::: SOURCE INFORMATION :::
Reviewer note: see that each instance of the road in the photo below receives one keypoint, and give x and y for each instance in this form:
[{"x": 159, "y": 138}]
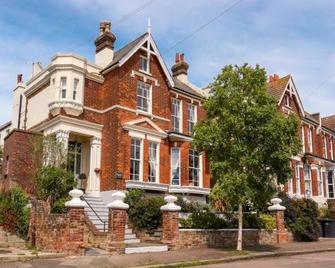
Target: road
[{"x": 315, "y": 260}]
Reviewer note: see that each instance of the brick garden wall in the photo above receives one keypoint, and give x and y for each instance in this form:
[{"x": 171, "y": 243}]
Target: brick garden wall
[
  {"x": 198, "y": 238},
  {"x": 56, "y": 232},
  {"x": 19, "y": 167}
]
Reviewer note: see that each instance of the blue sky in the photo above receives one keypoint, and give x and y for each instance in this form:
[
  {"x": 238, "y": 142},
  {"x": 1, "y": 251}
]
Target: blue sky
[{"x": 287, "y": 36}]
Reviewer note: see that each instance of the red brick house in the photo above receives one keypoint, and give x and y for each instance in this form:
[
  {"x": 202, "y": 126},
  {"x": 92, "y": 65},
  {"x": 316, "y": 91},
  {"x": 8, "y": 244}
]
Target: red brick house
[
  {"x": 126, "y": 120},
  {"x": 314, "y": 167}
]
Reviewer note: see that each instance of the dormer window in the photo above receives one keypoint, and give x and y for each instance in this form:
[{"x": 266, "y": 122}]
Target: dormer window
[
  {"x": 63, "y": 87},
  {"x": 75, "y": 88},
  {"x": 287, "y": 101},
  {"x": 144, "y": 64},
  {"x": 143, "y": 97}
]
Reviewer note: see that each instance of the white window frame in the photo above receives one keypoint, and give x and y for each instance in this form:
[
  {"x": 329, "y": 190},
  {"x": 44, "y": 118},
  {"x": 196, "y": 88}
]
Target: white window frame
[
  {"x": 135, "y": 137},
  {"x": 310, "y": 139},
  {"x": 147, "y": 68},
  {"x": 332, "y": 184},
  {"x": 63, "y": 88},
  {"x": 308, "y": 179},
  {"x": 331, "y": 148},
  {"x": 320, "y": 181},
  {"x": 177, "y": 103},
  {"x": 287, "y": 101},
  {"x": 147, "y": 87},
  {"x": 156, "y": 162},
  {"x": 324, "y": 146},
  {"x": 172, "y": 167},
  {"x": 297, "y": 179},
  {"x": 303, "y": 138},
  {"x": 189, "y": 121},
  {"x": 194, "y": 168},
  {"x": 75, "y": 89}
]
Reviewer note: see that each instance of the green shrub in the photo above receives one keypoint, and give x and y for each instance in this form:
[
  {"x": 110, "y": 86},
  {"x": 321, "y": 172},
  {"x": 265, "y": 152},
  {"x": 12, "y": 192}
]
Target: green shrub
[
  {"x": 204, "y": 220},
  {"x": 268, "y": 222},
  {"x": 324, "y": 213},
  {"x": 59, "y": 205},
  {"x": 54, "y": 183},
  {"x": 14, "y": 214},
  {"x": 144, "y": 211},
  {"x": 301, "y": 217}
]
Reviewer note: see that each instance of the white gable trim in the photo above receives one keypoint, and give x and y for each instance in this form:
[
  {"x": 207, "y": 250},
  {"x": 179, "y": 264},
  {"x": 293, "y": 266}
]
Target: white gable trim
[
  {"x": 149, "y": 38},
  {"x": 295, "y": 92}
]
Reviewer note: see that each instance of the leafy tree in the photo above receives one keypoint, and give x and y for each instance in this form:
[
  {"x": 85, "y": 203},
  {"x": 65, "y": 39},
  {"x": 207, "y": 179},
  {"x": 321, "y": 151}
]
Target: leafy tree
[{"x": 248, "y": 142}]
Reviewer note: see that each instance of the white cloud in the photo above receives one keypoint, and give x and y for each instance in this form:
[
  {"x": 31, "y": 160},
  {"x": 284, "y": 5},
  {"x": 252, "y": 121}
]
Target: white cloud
:::
**ASSIGNED TASK**
Lines with the word "cloud": how many are there in the material? Answer with the number alone.

**RESPONSE TO THE TASK**
2